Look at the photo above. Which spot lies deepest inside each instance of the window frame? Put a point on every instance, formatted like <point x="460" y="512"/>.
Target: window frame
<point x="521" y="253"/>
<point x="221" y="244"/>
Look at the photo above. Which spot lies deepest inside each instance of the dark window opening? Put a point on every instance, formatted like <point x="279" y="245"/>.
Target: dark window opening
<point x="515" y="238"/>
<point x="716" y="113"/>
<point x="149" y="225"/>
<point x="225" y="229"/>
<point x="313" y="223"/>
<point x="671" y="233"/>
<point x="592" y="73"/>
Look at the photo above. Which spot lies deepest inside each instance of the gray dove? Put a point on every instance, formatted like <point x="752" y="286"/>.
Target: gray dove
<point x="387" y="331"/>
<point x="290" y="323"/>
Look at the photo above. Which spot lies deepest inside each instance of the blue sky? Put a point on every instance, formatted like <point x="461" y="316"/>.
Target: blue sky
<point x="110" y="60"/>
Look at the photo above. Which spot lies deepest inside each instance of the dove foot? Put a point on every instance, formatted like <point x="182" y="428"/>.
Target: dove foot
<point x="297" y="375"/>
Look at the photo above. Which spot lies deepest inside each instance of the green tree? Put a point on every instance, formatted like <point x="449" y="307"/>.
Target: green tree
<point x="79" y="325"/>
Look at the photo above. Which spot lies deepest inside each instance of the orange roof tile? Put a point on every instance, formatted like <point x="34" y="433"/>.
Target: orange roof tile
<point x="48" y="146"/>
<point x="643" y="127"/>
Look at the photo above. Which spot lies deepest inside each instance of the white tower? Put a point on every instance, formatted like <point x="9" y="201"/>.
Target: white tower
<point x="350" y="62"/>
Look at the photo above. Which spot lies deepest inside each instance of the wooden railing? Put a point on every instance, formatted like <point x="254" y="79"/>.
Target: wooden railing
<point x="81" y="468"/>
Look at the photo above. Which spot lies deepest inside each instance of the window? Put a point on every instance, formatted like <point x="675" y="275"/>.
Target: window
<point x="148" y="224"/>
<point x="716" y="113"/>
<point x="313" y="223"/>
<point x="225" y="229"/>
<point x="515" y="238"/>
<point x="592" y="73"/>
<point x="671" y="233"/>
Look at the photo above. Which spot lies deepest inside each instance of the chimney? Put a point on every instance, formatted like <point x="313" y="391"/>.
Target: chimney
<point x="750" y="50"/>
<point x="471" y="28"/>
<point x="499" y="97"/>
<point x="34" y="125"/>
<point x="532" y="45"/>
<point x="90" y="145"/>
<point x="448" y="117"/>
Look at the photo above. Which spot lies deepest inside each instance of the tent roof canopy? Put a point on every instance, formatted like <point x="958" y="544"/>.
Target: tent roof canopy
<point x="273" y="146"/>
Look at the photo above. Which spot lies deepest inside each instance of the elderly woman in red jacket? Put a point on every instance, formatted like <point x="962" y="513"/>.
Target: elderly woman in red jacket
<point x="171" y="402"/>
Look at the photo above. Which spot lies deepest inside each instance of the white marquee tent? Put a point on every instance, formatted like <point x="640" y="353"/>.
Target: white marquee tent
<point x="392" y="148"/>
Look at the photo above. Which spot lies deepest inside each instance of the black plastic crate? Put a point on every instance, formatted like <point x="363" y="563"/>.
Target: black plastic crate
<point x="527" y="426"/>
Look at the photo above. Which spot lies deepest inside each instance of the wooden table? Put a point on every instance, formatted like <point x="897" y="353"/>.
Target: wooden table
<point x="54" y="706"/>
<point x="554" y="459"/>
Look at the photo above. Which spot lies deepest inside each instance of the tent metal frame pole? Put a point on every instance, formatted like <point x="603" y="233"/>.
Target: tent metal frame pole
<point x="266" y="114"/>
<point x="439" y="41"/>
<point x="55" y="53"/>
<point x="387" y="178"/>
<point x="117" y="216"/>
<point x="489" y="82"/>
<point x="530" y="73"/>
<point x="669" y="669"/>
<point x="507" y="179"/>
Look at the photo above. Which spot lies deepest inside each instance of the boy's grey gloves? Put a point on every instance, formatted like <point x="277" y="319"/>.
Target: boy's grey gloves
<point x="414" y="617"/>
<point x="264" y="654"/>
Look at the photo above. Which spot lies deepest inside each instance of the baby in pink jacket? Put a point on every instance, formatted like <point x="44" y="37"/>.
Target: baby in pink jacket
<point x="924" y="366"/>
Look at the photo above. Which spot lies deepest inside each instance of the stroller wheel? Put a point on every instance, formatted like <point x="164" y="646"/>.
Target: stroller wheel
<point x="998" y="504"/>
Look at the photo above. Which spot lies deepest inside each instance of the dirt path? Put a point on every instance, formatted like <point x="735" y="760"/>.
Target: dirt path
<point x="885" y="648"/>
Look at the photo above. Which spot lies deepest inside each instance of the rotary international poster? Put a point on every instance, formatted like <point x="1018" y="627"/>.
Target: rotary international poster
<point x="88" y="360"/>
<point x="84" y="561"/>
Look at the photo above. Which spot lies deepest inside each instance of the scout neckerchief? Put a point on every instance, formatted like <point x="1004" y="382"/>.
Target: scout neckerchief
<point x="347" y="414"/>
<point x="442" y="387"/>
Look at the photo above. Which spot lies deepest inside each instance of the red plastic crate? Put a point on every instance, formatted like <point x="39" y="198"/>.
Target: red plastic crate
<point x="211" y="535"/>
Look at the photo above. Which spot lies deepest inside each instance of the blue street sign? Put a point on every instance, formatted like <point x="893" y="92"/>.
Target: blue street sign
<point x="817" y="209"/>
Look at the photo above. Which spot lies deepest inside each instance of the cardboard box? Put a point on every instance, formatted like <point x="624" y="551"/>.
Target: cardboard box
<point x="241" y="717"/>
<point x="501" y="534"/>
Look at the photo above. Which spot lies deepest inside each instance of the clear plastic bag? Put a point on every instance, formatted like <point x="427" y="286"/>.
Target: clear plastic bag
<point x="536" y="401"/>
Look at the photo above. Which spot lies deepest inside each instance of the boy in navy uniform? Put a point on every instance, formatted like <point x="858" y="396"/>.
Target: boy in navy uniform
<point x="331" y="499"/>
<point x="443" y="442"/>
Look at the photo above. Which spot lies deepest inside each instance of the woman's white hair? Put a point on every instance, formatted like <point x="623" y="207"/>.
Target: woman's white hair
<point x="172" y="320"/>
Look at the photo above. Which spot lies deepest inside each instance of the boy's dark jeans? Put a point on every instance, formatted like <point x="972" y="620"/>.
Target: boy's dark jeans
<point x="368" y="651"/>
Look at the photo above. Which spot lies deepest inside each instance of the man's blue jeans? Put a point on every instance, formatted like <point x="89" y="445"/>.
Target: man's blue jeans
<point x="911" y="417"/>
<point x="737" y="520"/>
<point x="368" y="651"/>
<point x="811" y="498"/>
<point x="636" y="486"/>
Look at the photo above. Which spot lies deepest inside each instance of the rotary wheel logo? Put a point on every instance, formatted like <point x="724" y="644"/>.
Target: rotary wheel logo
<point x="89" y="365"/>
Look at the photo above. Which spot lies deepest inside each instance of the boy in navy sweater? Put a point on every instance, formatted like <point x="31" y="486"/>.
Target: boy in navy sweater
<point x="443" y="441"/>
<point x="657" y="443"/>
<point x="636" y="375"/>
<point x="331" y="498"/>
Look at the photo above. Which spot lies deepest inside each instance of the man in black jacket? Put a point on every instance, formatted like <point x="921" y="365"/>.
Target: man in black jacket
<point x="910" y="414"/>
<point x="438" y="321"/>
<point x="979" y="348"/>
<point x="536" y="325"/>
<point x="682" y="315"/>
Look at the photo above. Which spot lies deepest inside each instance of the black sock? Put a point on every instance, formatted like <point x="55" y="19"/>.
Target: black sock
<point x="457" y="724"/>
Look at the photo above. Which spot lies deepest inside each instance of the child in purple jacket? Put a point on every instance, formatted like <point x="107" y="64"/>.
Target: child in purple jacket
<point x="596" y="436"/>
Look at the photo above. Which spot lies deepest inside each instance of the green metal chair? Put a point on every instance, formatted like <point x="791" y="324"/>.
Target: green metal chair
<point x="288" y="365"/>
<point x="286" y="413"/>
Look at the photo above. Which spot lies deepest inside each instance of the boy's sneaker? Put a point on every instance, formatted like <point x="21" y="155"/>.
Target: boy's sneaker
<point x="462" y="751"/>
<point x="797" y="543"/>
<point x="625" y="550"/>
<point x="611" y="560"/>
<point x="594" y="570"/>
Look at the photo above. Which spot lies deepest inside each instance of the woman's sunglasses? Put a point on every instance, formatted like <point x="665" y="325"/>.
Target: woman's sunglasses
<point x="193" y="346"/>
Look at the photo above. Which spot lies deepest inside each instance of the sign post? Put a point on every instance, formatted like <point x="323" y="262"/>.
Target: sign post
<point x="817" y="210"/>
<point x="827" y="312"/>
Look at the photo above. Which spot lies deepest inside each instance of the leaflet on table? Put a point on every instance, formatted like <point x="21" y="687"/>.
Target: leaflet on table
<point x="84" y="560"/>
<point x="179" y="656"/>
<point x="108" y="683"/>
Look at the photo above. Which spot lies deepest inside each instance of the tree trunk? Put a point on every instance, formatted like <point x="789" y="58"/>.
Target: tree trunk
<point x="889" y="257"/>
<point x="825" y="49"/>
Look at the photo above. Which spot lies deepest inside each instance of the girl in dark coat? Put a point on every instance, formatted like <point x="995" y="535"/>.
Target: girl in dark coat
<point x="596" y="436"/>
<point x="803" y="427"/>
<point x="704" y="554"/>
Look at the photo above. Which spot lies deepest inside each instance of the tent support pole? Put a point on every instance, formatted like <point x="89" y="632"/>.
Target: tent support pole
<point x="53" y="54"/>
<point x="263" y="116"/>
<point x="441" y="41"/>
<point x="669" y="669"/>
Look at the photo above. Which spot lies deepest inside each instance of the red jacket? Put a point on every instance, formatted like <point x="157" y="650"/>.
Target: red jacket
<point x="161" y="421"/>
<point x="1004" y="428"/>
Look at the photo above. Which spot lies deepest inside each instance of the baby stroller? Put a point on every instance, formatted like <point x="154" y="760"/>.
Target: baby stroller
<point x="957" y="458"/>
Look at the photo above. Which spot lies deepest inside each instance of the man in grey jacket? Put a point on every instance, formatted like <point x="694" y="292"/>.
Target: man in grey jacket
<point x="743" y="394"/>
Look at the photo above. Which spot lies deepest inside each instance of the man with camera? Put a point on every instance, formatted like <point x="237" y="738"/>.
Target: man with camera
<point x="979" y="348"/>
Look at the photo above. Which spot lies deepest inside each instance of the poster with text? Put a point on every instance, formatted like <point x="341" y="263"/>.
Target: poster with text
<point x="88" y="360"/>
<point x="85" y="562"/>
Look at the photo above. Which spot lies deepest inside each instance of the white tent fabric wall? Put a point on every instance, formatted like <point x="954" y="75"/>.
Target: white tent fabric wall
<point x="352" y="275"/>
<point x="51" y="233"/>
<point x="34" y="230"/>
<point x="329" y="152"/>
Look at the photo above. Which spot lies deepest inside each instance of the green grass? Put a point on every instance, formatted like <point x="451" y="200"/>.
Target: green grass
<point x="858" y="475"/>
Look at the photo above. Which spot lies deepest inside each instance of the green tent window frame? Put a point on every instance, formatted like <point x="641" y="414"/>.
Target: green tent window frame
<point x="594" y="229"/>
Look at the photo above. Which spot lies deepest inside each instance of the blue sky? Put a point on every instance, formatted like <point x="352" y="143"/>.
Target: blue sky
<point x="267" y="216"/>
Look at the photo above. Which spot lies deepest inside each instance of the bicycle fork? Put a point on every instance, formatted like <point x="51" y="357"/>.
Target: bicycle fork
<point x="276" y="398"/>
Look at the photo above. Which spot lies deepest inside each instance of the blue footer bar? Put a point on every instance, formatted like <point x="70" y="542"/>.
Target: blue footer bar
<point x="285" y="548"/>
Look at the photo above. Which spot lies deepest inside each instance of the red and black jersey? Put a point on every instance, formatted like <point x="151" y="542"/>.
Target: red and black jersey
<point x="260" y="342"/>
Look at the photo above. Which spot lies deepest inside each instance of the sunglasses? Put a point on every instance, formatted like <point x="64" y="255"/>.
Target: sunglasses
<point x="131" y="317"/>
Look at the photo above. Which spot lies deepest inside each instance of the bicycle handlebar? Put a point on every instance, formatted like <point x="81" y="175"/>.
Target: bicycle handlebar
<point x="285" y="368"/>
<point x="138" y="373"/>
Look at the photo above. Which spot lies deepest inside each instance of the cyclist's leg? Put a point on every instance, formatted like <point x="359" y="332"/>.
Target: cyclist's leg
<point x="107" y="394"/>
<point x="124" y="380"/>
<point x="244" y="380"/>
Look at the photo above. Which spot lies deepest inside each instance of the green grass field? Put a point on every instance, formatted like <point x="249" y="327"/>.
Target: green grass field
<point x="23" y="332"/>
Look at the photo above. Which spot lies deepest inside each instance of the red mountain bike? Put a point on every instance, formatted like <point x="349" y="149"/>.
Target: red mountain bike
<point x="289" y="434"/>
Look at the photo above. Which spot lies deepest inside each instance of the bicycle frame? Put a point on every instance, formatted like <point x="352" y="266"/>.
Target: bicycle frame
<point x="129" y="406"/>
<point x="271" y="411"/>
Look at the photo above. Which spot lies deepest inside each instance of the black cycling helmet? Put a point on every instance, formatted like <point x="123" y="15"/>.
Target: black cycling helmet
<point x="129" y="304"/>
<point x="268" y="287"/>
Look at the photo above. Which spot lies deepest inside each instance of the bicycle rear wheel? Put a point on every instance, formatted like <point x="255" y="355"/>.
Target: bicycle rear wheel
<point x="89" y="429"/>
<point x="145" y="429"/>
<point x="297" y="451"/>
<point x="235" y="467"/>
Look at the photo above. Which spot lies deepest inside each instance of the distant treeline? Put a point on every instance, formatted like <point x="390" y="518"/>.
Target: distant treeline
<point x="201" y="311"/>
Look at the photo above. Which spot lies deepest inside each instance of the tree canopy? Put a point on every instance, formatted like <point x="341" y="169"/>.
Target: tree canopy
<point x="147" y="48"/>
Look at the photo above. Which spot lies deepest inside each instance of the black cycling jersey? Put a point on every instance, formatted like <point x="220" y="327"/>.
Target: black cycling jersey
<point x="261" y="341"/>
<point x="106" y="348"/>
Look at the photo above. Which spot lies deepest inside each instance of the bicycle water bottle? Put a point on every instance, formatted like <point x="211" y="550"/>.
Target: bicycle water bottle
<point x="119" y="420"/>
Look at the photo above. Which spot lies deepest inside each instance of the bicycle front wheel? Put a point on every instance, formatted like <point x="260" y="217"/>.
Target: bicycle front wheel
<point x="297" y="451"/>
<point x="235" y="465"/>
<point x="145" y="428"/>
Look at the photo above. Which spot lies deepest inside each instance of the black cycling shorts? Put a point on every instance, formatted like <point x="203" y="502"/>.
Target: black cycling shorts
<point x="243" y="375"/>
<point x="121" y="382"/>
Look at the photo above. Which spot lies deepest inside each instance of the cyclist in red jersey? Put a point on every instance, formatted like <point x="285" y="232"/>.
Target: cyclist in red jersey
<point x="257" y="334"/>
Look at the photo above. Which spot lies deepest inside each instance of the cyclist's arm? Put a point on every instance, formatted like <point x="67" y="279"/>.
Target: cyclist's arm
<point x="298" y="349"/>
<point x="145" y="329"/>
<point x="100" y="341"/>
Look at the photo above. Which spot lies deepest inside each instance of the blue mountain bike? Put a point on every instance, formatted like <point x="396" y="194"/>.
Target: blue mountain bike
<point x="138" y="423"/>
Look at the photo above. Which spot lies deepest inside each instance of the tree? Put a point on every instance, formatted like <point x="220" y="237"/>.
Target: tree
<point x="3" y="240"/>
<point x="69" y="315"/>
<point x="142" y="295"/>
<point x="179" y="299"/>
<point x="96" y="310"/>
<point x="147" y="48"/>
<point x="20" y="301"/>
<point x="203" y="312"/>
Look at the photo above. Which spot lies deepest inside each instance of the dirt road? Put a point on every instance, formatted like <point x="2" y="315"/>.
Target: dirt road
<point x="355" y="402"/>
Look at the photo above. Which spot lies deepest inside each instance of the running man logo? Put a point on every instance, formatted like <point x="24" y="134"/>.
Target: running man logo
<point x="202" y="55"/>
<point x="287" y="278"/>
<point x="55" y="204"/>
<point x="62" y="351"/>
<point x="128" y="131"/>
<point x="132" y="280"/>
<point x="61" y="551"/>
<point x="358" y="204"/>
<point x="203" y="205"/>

WHAT IS EXPECTED: Please give back, exactly as it stands above, the stretch from the line with "Target: window frame" through the line with "of the gray", and no line outside it.

ANSWER SECTION:
Target: window frame
<point x="521" y="253"/>
<point x="221" y="244"/>
Look at the photo above. Which spot lies deepest inside each instance of the dark window opening? Put a point on every instance, formatted like <point x="279" y="245"/>.
Target: dark window opening
<point x="515" y="238"/>
<point x="716" y="113"/>
<point x="149" y="225"/>
<point x="225" y="229"/>
<point x="313" y="223"/>
<point x="671" y="233"/>
<point x="592" y="73"/>
Look at the photo above. Which spot lies deepest inside each instance of the gray dove? Put a point on every instance, formatted like <point x="752" y="286"/>.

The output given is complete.